The Winter of 1682 to 1683: Comets, Crainroch and the Terrible Conjunction

Great Comet 1680 Comet Ison

And now for something completely different…the Scottish weather in the 1680s. At that time, there was more to the weather than simply a record of rainfall or the motions of the heavens…

‘January 1683. This last winter was very open and warm; no frost at all, excepting some crainroch, or small frost, in some mornings in Janwary. Some flowers were budding in Janwary, as tansey, nettles, and others. A partridge nest was found then with eggs in it; and artichoes in some gardings growing to the bigness of a hen’s egg; pyats and birds were building their nests, and eggs found in some of them. In this year, 1683, astrologers observe that there is a famous conjunction of Saturn and Jupiter in Leo. These planets meet twice or thrice in that fiery regal sign, and astrologically boad great alterations in the World.’ (Law Memorialls, 238-9.)

_STATED EXERCISE 1_
In the account of the winter of 1682 to 1683, which two planets were astrologers observing in conjunction in Leo?

_TASK INPUTS_
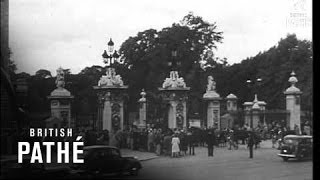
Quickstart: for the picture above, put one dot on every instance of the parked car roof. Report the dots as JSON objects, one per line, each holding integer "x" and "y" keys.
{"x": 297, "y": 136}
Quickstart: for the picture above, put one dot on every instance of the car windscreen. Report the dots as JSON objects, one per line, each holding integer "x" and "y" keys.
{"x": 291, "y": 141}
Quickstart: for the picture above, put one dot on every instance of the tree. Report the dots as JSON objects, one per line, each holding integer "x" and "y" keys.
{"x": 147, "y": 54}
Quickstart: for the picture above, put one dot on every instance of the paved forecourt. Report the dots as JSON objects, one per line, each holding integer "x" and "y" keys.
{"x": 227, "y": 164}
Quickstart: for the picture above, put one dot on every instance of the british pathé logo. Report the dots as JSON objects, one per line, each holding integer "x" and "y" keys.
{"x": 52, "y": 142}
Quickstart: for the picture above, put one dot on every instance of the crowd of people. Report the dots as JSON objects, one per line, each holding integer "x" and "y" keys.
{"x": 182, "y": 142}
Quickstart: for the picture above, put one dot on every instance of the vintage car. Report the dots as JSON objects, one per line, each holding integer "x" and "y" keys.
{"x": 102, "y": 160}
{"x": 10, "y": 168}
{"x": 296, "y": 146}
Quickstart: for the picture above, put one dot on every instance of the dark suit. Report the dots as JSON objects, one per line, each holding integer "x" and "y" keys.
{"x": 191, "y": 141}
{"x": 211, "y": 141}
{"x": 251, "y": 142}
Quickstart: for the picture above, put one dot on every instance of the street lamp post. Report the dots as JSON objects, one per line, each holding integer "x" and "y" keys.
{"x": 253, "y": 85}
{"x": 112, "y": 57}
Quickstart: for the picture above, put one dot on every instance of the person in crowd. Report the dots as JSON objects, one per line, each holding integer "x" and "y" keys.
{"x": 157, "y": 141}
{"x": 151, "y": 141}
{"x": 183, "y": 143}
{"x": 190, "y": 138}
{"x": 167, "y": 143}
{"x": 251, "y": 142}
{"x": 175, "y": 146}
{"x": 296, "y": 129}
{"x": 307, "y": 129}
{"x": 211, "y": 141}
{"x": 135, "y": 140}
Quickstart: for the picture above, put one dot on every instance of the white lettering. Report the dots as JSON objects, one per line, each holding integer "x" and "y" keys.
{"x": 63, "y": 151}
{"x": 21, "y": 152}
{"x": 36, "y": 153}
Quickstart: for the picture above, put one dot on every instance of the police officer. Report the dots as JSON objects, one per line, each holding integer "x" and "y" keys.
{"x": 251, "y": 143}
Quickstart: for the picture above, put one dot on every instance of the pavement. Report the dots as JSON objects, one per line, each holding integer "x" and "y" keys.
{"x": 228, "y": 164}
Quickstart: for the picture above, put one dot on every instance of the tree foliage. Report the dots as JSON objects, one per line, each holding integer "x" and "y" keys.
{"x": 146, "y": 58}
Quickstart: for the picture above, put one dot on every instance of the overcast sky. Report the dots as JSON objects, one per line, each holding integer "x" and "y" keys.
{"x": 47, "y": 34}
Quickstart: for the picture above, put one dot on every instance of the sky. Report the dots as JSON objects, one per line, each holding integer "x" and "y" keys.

_STATED EXERCISE 2_
Echo the records word for word, starting at the line that contains "the tree foliage." and ending at the final line of the records, with both of those lines included.

_WRITTEN ANSWER 1_
Saturn and Jupiter.

_WRITTEN ANSWER 2_
Quickstart: for the picture above, put one dot on every instance of the tree foliage. Report the dots as JSON objects, one per line, each holding integer "x" and "y" keys.
{"x": 146, "y": 58}
Quickstart: for the picture above, put one dot on every instance of the overcast sky. Report the dots as JSON objects, one per line, each holding integer "x" and "y" keys.
{"x": 47, "y": 34}
Quickstart: for the picture above, put one dot on every instance of the sky. Report the dots as JSON objects, one per line, each holding integer "x" and "y" keys.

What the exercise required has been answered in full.